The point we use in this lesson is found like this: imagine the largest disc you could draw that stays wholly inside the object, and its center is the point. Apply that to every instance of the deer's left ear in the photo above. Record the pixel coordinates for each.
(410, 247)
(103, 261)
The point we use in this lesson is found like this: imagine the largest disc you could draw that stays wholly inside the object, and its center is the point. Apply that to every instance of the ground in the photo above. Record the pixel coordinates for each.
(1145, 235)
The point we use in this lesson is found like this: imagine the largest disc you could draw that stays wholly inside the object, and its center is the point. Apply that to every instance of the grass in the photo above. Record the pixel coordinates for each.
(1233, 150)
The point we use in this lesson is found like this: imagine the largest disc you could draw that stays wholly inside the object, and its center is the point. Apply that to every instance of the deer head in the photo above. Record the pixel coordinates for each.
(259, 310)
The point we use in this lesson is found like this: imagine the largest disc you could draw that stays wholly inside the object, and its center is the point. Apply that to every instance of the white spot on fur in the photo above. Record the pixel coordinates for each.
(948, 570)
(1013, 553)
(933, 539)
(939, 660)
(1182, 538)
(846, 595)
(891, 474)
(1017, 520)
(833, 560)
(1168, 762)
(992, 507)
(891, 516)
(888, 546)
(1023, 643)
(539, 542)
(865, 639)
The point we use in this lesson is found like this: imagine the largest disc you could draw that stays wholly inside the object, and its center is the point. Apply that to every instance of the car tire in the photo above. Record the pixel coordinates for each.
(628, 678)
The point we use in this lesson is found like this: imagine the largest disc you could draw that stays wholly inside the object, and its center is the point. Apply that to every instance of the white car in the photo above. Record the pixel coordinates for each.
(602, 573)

----------------

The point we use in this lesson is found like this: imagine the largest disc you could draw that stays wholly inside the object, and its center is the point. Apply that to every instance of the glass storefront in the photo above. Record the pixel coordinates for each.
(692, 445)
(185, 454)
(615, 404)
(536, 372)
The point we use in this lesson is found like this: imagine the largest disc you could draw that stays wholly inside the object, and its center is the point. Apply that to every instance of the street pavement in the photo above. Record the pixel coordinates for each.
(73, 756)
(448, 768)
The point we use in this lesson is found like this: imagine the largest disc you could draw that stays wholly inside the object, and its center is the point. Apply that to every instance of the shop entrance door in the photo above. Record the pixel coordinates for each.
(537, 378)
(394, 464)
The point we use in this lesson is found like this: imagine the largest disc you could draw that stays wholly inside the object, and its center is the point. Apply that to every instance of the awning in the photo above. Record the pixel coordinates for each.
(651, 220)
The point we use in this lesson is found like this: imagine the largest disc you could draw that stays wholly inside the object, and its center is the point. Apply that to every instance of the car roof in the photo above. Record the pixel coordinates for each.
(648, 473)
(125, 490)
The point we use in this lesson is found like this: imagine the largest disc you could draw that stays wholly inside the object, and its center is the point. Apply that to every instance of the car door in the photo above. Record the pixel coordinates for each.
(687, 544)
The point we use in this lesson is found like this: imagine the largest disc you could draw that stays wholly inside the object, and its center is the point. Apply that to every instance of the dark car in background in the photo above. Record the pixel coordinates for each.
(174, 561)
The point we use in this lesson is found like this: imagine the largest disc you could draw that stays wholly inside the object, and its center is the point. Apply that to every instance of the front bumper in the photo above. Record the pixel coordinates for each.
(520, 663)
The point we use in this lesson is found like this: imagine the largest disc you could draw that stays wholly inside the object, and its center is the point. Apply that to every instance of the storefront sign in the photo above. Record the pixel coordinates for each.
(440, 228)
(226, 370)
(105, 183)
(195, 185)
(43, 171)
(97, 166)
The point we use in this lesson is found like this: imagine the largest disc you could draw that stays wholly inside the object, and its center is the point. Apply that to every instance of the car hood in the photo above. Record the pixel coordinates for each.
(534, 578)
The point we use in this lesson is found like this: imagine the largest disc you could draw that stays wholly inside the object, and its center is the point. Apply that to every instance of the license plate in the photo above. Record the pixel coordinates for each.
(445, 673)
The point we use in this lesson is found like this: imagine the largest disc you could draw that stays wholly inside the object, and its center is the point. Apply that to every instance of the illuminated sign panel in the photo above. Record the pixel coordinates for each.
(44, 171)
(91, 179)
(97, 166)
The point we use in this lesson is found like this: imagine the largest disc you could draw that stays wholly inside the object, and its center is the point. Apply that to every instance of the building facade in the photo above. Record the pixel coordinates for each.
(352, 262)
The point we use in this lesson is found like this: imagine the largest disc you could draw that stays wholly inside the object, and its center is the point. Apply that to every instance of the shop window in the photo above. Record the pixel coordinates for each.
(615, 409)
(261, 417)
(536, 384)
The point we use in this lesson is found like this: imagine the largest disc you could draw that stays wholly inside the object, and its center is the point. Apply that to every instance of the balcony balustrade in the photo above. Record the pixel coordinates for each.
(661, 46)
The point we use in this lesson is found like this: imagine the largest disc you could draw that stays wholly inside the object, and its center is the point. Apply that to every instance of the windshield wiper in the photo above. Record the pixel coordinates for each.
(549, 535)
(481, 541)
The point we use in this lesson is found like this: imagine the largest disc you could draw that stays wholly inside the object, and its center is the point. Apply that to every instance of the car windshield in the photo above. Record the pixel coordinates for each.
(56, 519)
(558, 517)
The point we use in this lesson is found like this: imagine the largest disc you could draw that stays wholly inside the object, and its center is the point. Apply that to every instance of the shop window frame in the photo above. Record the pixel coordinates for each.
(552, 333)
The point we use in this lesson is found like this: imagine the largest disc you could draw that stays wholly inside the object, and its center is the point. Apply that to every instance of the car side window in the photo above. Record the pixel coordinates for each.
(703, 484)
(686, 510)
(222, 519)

----------------

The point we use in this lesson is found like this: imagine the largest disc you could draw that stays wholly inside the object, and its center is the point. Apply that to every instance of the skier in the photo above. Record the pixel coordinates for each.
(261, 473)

----------------

Please count the lines in the entries above that contain the word "shop". Reply with the number alone.

◆ **Result of this task**: 3